Task requirements: Lay out the material as a Markdown table with the columns "Row" and "Line," one numbered row per line. Start at the material's first line, continue through the line that contains "left=985, top=729, right=1011, bottom=753", and leave out blank lines.
--- START OF Record extracts ---
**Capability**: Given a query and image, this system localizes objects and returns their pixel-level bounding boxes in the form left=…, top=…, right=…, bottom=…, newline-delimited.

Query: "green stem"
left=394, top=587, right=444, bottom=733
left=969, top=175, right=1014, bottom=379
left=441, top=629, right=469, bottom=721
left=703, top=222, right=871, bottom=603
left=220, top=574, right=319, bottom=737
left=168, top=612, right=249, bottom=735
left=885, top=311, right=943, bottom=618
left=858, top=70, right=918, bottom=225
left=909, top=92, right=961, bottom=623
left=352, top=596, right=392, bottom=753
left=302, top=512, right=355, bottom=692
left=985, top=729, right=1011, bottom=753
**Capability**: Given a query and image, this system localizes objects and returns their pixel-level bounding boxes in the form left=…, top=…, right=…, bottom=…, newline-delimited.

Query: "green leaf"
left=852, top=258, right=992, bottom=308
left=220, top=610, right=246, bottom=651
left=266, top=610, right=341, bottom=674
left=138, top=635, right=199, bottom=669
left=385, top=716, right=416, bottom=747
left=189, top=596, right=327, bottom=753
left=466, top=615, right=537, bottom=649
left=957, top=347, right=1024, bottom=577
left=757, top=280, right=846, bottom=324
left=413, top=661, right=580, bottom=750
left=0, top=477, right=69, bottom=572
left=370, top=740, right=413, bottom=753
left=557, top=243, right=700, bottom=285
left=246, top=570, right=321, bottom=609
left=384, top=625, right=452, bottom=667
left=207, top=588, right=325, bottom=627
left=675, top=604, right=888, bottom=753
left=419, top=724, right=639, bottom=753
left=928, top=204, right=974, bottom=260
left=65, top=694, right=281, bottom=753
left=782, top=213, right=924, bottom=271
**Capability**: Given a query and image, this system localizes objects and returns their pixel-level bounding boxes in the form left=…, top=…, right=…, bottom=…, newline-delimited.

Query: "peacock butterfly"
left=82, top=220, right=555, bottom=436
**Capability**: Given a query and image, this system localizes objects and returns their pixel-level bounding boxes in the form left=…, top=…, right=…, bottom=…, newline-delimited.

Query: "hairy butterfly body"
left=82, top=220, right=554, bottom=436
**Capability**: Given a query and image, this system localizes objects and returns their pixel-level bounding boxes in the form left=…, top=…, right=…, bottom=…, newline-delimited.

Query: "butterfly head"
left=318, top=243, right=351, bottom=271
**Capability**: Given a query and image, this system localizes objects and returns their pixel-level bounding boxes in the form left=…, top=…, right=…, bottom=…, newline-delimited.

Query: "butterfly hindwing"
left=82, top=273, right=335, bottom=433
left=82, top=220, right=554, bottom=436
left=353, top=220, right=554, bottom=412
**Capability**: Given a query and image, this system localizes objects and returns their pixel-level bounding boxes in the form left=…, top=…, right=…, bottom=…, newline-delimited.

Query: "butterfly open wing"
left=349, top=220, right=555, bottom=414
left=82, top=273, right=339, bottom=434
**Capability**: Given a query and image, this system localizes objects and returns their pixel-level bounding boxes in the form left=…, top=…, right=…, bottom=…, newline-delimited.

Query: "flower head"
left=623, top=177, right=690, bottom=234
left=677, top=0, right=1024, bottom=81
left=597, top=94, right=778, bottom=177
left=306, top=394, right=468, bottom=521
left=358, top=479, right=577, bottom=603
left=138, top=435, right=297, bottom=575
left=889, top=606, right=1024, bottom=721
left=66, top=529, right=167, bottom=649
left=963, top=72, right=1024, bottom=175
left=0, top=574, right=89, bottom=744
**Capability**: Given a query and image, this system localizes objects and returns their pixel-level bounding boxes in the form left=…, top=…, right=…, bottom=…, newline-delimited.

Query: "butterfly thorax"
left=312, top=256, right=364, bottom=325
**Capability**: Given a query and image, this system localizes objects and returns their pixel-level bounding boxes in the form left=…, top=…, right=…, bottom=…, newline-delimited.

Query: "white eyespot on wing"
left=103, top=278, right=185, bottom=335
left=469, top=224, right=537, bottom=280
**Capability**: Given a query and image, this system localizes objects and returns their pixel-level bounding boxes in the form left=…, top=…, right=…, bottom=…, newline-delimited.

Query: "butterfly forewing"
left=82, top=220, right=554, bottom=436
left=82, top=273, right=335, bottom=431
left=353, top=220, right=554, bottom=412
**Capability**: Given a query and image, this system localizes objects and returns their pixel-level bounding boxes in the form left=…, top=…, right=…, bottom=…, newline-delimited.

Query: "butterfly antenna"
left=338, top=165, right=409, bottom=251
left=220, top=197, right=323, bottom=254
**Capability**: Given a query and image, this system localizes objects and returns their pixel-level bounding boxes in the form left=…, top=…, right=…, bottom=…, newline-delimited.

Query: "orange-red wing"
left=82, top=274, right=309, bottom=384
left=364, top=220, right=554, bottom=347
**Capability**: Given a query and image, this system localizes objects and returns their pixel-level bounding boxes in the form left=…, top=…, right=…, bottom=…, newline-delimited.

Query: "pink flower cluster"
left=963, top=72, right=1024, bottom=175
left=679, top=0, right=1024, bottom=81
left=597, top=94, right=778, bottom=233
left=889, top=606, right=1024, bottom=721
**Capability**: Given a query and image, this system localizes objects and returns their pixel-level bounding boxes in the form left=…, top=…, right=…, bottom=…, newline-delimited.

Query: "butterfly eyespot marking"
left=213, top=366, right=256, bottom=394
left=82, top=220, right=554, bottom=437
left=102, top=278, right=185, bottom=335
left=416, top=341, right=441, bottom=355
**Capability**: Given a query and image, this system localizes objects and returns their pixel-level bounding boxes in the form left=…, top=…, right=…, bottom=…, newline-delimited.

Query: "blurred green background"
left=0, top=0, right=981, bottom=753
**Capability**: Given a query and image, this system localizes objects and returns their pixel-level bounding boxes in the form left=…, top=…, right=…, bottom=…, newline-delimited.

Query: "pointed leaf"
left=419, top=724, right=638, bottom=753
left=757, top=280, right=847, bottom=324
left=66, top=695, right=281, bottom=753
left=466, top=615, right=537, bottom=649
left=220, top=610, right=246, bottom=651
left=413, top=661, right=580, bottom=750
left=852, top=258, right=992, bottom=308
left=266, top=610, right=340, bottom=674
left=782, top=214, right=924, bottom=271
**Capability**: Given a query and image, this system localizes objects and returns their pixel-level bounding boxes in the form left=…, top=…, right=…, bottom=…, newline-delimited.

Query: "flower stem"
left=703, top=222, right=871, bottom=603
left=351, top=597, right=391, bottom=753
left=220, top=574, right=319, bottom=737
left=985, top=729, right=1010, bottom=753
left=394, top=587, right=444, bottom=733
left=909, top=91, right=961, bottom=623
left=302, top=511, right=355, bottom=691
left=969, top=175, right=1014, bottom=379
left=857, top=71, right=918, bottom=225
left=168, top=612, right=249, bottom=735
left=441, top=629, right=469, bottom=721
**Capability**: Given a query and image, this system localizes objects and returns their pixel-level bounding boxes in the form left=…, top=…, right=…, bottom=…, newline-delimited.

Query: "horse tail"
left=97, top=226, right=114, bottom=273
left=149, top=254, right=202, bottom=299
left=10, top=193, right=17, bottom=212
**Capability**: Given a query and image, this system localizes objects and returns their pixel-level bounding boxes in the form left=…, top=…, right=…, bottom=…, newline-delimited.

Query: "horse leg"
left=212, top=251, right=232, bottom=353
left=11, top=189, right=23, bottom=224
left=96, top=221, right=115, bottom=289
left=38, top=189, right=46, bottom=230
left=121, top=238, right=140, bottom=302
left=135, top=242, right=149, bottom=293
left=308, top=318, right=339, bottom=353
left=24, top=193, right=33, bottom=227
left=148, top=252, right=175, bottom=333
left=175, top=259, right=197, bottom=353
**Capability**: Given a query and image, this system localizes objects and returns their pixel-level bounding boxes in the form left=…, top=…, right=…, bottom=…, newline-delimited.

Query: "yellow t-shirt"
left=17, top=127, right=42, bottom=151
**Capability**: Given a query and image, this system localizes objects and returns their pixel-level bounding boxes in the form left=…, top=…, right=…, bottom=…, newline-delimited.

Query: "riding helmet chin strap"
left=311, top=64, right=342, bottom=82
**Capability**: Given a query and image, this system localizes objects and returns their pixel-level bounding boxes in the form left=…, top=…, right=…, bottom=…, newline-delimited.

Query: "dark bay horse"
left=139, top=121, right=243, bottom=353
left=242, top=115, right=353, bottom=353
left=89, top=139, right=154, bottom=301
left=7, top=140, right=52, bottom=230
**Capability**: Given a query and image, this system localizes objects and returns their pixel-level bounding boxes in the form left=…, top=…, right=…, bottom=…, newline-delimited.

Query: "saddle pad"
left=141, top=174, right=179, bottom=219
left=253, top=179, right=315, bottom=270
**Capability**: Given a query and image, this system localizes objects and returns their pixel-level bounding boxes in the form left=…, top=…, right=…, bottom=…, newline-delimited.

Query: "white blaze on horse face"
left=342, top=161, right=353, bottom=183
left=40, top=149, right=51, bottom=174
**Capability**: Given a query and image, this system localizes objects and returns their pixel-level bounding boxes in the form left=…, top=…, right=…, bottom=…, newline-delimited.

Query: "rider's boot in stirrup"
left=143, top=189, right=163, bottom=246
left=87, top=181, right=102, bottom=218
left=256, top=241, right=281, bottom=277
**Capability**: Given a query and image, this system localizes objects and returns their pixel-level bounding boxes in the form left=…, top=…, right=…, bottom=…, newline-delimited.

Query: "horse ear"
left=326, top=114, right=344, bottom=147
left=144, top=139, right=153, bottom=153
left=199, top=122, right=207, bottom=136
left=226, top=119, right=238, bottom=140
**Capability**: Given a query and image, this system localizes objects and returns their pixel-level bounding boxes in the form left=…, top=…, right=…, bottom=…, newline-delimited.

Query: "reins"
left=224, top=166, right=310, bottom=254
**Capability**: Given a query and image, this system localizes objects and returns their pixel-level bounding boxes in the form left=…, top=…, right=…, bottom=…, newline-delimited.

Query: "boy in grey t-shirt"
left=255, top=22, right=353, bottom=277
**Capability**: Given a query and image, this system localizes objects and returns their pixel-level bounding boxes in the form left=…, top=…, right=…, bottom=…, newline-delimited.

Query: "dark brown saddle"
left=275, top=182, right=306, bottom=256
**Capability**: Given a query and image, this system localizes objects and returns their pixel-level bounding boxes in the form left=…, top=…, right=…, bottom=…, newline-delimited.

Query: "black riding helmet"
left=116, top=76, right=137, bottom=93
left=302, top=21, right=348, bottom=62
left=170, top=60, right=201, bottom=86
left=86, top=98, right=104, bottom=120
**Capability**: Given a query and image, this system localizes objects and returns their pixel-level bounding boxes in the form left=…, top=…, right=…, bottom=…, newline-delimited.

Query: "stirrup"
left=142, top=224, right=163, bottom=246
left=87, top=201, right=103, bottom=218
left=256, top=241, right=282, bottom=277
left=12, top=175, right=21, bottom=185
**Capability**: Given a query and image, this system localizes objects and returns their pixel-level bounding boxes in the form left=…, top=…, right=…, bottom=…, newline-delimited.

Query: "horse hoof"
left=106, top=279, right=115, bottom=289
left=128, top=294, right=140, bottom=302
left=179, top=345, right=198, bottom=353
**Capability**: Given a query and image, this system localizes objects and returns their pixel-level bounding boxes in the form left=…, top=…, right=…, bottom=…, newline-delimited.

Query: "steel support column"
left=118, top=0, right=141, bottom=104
--- END OF Record extracts ---
Answer:
| Row | Line |
|---|---|
| 1 | **Capability**: Given a query and image, this system localizes objects and returns their pixel-level bounding boxes in the form left=…, top=…, right=…, bottom=…, newline-delimited. |
| 2 | Query: "green stem" |
| 3 | left=394, top=587, right=444, bottom=733 |
| 4 | left=969, top=175, right=1014, bottom=379 |
| 5 | left=441, top=629, right=469, bottom=721 |
| 6 | left=703, top=222, right=871, bottom=603 |
| 7 | left=220, top=574, right=319, bottom=737 |
| 8 | left=168, top=612, right=249, bottom=735 |
| 9 | left=885, top=311, right=943, bottom=618 |
| 10 | left=858, top=70, right=918, bottom=225 |
| 11 | left=909, top=92, right=961, bottom=623 |
| 12 | left=352, top=596, right=392, bottom=753 |
| 13 | left=302, top=512, right=355, bottom=692 |
| 14 | left=985, top=729, right=1011, bottom=753 |